EXERCISE PROMPT.
Transcribe the stretch of the news report below about Mr. Tischler and the Orthodox protests from "Mr. Tischler was arrested" through "supporters awaited him.", word for word.

TEXT UNDER STUDY.
::::::
Mr. Tischler was arrested on Sunday in connection with the attack. After he was taken into custody, a group of men showed up at Mr. Kornbluh’s home.
Mr. Tischler was arraigned on Monday on charges including inciting a riot and was released without bail. He returned home, where a boisterous crowd of young Hasidic supporters awaited him.
Standing on his porch, he plugged his candidacy for City Council and declared that he did not condone violence.
“We’re going to continue our fight,” he said. “We’re going to beat that Mayor de Blasio, we’re going to knock Cuomo out!”
The turmoil is also revealing a fault line through ultra-Orthodox New York over the question of how much the government — and the pandemic — should be allowed to intrude on religious life. In March and April, rabbis vigorously debated about whether synagogues should close in compliance with Covid-era restrictions or whether communal prayer must continue, according to Yochonon Donn, a Hasidic journalist.
But in recent months, as the pandemic has grinded on and a new outbreak has brought renewed restrictions, the question of how to respond is playing out in the street and online, forums where the influence of rabbis is limited but where Mr. Tischler’s theatrical videos have been shared widely.
While local leaders and elected officials have denounced the violence at last week’s protests, relatively few have condemned Mr. Tischler.
Rabbi Chaim Dovid Zwiebel, executive vice president of Agudath Israel of America, an Orthodox umbrella group, said Mr. Tischler was a fringe figure who had “made an idiot of himself.”
“I don’t think anybody really knew him or had heard of him until he decided to turn himself into the wonderful spokesman he thinks he is,” Rabbi Zwiebel said. “This guy is supposed to be a community leader? Please. It is an embarrassment.”
Mr. Tischler first gained popularity in June when he used bolt cutters to unlock city playgrounds — at least 14 in his telling — that had been closed by the authorities as part of Covid-19 restrictions. The move was celebrated by Orthodox parents, many of whom had been crowded in small apartments with many children.
In an interview in Crown Heights last week, Mr. Tischler said he believed the newly imposed restrictions were singling out Orthodox Jews because “the Jews don’t fight back, the Jews take things lying down.”
“We will not be sheep anymore,” he said.
He called Mr. Trump one of the “greatest presidents we’ve ever had” and said he thought Mr. Cuomo was exaggerating the threat of the coronavirus because the governor planned “to create martial law.”
::::::
EXTRACTED RECORDS.
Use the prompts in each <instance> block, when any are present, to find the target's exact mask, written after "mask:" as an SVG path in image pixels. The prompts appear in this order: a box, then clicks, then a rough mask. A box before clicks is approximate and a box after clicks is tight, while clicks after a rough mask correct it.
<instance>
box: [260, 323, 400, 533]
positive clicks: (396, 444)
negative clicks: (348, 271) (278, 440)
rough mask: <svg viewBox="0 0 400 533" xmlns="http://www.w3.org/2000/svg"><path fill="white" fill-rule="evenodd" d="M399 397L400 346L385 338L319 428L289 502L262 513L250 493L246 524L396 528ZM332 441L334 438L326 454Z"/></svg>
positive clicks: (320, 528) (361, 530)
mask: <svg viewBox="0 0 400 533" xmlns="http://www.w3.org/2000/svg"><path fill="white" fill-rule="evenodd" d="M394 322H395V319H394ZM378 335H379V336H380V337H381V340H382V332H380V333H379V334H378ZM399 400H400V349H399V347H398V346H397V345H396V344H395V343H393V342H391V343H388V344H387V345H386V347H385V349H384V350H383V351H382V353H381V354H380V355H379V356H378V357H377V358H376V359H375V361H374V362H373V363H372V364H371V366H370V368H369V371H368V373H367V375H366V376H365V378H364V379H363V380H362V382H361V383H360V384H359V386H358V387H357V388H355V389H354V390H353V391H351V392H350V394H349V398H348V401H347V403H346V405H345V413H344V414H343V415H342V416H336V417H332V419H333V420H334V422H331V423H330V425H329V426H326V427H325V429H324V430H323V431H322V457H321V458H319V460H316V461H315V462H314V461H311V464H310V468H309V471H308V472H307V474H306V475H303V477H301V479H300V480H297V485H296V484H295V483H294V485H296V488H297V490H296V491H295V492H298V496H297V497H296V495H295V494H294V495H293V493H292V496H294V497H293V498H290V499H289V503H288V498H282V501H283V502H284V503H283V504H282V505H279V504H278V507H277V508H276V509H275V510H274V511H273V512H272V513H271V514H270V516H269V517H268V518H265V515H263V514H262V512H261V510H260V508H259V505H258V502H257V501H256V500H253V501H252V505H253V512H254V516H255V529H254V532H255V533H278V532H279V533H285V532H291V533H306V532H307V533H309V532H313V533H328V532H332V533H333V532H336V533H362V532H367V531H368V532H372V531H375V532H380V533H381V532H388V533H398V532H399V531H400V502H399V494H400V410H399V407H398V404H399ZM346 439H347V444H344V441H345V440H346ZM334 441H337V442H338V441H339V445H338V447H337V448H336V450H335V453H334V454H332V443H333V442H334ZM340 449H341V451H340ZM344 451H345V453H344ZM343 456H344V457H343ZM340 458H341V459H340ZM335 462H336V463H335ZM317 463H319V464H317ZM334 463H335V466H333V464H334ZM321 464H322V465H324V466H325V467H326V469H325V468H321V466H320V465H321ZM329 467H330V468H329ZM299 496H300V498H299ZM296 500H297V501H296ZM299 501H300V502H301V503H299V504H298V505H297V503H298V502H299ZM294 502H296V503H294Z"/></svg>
::::::
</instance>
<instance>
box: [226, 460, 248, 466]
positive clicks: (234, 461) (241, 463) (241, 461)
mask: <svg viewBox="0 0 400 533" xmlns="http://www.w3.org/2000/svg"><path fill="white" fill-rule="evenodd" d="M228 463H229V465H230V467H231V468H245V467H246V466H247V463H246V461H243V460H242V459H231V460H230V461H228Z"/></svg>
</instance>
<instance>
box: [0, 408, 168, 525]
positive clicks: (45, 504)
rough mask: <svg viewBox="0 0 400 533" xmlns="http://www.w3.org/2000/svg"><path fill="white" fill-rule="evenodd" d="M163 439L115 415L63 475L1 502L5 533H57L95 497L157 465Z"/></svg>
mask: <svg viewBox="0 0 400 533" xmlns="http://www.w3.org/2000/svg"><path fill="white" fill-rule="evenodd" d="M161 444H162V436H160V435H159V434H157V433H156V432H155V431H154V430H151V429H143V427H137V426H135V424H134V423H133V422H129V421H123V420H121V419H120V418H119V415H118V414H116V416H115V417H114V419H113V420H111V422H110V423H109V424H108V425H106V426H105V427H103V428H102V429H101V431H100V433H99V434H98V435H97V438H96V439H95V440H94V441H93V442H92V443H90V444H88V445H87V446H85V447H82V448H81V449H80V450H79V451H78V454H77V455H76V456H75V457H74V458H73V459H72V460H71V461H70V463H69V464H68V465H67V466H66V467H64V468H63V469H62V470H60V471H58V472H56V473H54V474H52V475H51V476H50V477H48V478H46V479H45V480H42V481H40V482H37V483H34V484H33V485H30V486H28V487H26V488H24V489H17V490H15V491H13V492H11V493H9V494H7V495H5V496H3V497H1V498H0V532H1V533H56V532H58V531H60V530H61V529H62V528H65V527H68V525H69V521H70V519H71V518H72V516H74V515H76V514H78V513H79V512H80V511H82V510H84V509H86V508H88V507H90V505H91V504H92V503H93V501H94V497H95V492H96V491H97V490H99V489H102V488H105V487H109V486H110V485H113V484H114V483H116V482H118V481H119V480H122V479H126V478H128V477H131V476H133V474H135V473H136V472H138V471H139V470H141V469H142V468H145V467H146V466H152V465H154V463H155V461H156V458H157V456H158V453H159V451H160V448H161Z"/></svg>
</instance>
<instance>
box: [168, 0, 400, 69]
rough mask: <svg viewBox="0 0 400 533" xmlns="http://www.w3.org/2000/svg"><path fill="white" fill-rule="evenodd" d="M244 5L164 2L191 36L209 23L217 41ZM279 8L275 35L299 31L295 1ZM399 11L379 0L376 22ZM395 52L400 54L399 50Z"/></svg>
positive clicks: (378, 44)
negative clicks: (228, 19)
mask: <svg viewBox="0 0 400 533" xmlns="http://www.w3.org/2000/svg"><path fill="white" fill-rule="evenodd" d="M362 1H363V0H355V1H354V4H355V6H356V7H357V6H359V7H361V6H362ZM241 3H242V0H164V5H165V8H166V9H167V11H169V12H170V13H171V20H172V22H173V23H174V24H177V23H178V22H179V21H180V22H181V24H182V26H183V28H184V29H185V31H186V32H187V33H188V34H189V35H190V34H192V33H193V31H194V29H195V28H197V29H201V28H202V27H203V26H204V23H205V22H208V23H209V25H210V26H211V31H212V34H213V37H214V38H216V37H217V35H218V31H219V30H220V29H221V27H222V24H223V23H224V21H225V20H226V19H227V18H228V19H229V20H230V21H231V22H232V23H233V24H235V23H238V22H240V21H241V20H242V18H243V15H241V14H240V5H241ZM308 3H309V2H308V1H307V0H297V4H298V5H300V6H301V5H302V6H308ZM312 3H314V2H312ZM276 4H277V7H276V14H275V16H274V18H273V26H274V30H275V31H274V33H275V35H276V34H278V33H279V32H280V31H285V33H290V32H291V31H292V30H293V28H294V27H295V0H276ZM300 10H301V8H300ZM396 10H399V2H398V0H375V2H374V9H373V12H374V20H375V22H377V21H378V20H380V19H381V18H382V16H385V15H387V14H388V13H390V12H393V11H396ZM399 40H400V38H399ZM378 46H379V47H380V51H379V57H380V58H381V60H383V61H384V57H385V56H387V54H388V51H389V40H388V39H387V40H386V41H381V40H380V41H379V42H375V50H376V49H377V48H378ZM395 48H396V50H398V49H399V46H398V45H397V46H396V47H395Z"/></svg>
::::::
SOLUTION TO THIS TASK.
Mr. Tischler was arrested on Sunday in connection with the attack. After he was taken into custody, a group of men showed up at Mr. Kornbluh’s home.
Mr. Tischler was arraigned on Monday on charges including inciting a riot and was released without bail. He returned home, where a boisterous crowd of young Hasidic supporters awaited him.